● Brano fornito
Travolto, il riformismo, dal movimento reale delle forze che immaginava di poter controllare, sconfitto, non dal movimento di classe, che aveva combattuto per tutta la sua non breve esistenza, bensì dalla IMPOSSIBILITÁ a sostenere un ruolo ormai fuori dalle condizioni storiche mutate. Costretto a riempire la pancia delle sue truppe con chiacchiere vuote e "ideali", non più supportati da un progetto politico credibile, capace di mobilitare quelle truppe a difesa delle loro generali condizioni di vita.
Continua a fare riferimento a ideali, valori, "diritti", che, alle classi sfruttate e devastate dalla crisi, appaiono solo come una beffa amara. Sono LUSSI per chi non è nelle condizioni economiche di poterne usufruire. Lussi per la borghesia di sinistra, che continua a danzare mentre il Titanic affonda e i suoi viaggiatori di terza e quarta classe sono lasciati affondare alla mercé delle razzie corsare di destra e qualunquismo.

● Esercizio assegnato
Per favore, prosegui il brano sul riformismo riprendendo subito dopo la sua ultima frase.

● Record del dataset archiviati
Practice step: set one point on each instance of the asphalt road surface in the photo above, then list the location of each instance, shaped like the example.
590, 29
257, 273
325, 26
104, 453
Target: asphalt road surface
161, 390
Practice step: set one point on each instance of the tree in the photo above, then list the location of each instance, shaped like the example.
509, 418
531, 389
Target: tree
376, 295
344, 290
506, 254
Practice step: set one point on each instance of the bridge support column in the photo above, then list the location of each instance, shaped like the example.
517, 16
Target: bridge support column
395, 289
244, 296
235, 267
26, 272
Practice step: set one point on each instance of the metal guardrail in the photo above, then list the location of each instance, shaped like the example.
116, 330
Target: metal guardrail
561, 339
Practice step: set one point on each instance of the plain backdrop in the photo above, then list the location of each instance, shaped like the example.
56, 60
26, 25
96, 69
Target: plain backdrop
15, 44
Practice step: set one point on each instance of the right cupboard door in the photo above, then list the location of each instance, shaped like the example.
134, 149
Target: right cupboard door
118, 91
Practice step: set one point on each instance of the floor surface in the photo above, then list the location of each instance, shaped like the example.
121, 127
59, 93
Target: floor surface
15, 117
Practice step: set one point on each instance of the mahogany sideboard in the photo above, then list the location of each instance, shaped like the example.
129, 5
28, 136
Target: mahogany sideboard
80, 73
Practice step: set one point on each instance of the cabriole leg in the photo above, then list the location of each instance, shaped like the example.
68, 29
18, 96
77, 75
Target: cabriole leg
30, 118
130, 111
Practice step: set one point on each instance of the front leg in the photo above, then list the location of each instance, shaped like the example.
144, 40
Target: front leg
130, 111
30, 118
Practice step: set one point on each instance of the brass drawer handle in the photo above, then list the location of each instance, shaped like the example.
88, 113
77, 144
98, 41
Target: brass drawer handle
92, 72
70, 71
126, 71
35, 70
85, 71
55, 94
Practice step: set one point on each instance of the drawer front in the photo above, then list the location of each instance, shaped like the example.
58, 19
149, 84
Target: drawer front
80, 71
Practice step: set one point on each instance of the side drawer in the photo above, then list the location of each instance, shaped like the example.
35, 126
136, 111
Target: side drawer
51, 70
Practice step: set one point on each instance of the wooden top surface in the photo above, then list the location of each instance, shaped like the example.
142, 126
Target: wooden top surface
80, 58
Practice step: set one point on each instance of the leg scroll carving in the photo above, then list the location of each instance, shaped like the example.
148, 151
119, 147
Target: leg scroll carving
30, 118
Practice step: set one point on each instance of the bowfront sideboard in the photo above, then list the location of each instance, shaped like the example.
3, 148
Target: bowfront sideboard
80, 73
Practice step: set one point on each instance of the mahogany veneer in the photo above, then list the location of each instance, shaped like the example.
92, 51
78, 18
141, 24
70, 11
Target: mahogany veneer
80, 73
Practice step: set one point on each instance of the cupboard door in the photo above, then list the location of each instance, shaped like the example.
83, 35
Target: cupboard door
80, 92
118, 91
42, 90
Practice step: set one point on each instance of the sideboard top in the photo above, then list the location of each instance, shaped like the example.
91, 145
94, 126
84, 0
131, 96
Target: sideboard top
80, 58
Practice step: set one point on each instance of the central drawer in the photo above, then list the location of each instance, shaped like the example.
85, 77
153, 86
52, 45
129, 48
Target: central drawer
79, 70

● Risposta al compito
Che tutti i riformisti superstiti, anche se vestiti di “nuovo” o adottati dal neo-liberalismo, elaborino questo lutto e che la smettano di frignare ad ogni loro sconfitta (elettorale) annunciata, come quella recente in Umbria!... Fra chi ignora e/o rifiuta la realtà dello scontro di classe e chi, invece, la lotta di classe la conduce, pure se dall'altra parte della barricata, alla lunga vincono sempre i secondi. ...Anche se magari sono puttanieri, ladri, lazzaroni e farabutti.
L'area del riformismo politico si assottiglia sempre più, senza rassegnarsi alla definitiva uscita di scena, già certificata anche dalla storica débâcle del 2008 [vedi ALTERNATIVA DI CLASSE Anno V n. 52 a pag. 2], quando, non a caso in concomitanza con il primo manifestarsi dell'ultima lunga crisi internazionale del capitalismo, ogni sinistra fallì la propria riconferma in parlamento. Ed oggi non è che quello il loro agognato obiettivo e la stessa ragion d'essere...
Solo le destre, per evidenti motivi di propaganda, continuano a definire “giallorosso” il governo attuale, quando ormai tutti si rendono conto che di rosso non c'è proprio niente, ma anzi risulta difficile capire su quali terreni si muove meno pesantemente e su quali, invece, magari è ancora più ostile, nei confronti dei proletari, rispetto al centro-destra in ascesa.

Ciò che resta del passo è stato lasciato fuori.